▶ _Given exercise_:
How many of the lines below contain the word "letter"? Reply with the number alone.

★ ★ ★ ★ ★ ★ ★

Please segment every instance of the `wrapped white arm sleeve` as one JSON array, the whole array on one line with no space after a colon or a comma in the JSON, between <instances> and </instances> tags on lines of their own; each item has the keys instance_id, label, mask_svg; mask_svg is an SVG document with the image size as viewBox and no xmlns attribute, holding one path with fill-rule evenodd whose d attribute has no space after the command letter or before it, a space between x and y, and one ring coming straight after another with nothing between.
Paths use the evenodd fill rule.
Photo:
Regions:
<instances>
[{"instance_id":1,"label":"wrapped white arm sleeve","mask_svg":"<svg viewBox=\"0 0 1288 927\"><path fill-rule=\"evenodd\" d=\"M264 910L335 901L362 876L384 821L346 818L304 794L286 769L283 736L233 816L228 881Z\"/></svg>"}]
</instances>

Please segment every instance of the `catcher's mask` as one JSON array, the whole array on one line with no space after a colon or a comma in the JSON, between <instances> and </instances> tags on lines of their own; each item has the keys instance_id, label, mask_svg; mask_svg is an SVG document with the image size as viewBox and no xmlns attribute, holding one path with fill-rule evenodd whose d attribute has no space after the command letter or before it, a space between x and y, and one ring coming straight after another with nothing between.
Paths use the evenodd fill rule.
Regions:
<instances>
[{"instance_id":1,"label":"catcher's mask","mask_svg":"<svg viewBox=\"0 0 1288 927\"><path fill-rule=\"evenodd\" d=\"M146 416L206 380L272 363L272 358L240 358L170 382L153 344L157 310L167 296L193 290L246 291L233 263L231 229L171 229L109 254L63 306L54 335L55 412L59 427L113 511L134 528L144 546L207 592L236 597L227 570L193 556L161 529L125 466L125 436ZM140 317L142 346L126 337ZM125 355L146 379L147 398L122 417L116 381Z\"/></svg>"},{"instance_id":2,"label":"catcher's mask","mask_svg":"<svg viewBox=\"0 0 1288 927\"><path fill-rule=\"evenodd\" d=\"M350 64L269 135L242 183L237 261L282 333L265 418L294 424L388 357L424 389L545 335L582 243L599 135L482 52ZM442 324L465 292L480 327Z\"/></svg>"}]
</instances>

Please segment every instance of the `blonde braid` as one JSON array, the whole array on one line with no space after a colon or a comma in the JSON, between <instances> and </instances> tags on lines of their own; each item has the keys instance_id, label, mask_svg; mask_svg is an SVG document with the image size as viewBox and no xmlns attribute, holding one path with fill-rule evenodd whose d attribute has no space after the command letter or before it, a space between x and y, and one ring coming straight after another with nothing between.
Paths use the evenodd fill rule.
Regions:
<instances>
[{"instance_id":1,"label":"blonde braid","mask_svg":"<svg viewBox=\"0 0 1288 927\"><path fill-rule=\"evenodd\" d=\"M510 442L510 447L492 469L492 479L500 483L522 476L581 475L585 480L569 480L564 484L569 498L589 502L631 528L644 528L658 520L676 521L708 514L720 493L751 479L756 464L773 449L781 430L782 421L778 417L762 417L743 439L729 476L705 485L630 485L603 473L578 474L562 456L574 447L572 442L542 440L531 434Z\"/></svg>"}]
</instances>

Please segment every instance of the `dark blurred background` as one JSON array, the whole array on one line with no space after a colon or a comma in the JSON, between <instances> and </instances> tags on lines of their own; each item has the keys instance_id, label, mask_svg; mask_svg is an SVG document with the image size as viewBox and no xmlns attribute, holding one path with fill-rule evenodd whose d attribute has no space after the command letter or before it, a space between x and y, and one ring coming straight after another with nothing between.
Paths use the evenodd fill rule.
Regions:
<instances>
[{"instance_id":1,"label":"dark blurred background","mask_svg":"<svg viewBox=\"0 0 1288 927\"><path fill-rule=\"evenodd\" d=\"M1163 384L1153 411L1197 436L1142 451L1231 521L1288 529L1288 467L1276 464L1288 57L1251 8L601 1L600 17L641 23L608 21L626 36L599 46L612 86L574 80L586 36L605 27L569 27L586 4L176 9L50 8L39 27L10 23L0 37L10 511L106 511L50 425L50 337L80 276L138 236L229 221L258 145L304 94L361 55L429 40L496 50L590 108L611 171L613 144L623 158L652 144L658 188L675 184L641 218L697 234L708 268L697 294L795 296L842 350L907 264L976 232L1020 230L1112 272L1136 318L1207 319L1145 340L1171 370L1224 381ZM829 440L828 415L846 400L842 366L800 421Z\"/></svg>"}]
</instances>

★ ★ ★ ★ ★ ★ ★

▶ _Response for this exercise_:
4